Copy out every line of the records below word for word.

(Dataset excerpt)
..........

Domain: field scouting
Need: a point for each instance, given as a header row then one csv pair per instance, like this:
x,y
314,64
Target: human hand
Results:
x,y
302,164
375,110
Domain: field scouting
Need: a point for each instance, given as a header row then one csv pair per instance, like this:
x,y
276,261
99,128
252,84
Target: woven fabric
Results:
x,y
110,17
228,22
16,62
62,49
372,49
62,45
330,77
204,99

..........

EXERCISE RESULT:
Domain: field scouting
Need: a point for each instance, given as a header row then one csv pair per instance, like this:
x,y
314,64
Target: human hand
Results:
x,y
302,164
375,110
Domain: field scouting
Need: a point for each instance, given as a header row then one csv pair per instance, like this:
x,y
276,261
99,128
252,84
Target: woven fabric
Results:
x,y
110,17
228,22
16,62
62,49
372,49
62,45
330,77
204,99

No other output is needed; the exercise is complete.